# EXTRACT

+===+

Thursday, 17 April 2014

My 1914 Hat

Here's a hat I knitted last month, and already mentioned here. (I'm still trying to catch up with myself.  It won't happen.)   The idea came from all the knitting and crochet patterns from the First World War that I was collecting together to send to the costumier of the "Tell Them Of Us" film.   One of the sources I used was a  Weldon's Practical Knitter magazine, issued in 1914, with patterns for a lady's knitted coat and hat. I really liked the look of the hat (after mentally adjusting the picture - in 1914, women had lots of hair and hats were worn very big so that they wouldn't crush the hair-style).  

When I read the pattern,  I found that it's a very simple idea.  The preamble to the pattern says: "This cap is knitted in "bag-shape", which is at present the most fashionable wear for ladies and children.  It is very easy to make, being simply a piece of knitting, about 28 inches wide and 24 inches long, and sewn up in the form of a bag.  The brim is folded in place, the top corners are brought down and lightly stitched over the edge of the brim on each side of the cap, and a fancy button is sewn on each point."  That's the essence of the pattern, although it then goes into more detail - and I think there is a mistake in the measurements quoted, because a piece 24 inches long would give a circumference of 48 inches, which even for 1914 hairstyles is much too big.  The detailed instructions say to knit 112 rows, which is more like 12 inches.  

The brim in the illustration is a garter stitch border at each edge of the 28 inch wide piece, and the seams are at the sides, underneath the buttons.  I decided that although I liked the overall idea, I didn't want to have the seams at the sides.  The brim would be neater without a seam, so I knitted a tube instead of  a rectangle, starting at the brim.  The seam is instead across the top, from point to point.  I used a 3-needle bind-off and it is quite inconspicuous.

+===+

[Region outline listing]
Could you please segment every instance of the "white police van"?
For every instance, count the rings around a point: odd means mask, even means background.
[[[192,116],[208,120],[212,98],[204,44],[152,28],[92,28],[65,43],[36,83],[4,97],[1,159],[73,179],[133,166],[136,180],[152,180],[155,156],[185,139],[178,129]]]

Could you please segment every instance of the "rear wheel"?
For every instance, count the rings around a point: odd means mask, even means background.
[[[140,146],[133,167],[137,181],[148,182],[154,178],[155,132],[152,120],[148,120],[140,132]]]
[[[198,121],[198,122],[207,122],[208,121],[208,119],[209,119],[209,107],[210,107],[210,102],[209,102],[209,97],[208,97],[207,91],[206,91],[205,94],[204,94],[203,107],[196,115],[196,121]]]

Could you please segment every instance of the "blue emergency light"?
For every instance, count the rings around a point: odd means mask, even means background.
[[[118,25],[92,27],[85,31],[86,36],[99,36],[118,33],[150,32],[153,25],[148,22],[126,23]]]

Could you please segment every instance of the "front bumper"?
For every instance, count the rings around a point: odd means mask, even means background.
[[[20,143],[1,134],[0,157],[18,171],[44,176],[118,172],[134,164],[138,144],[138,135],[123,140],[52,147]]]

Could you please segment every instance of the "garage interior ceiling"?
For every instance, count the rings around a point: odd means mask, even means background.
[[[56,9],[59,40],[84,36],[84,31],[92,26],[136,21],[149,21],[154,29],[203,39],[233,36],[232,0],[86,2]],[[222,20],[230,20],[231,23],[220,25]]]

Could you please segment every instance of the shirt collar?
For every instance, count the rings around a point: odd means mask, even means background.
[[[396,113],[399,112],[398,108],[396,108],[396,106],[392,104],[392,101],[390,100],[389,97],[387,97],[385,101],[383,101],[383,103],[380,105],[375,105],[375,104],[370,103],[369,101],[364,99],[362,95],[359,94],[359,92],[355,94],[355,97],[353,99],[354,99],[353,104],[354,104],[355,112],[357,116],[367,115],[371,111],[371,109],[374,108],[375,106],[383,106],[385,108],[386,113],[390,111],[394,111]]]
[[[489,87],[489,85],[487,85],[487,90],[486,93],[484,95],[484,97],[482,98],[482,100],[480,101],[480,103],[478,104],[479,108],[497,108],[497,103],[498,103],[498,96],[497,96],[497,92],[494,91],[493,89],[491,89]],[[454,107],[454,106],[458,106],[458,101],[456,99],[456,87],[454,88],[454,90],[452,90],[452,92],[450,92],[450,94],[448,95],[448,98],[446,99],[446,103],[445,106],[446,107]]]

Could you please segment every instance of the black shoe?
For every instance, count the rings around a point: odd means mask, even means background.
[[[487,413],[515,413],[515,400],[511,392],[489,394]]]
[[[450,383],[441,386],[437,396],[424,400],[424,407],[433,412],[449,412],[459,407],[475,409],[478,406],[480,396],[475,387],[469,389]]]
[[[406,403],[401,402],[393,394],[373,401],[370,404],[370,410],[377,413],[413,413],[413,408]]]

+===+

Please answer these questions about the 1914 hat text:
1. Which magazine was one of the sources used?
2. How many rows do the detailed instructions say to knit?
3. What method was used to close the seam across the top?

1. Weldon's Practical Knitter, issued in 1914.
2. 112 rows.
3. A 3-needle bind-off.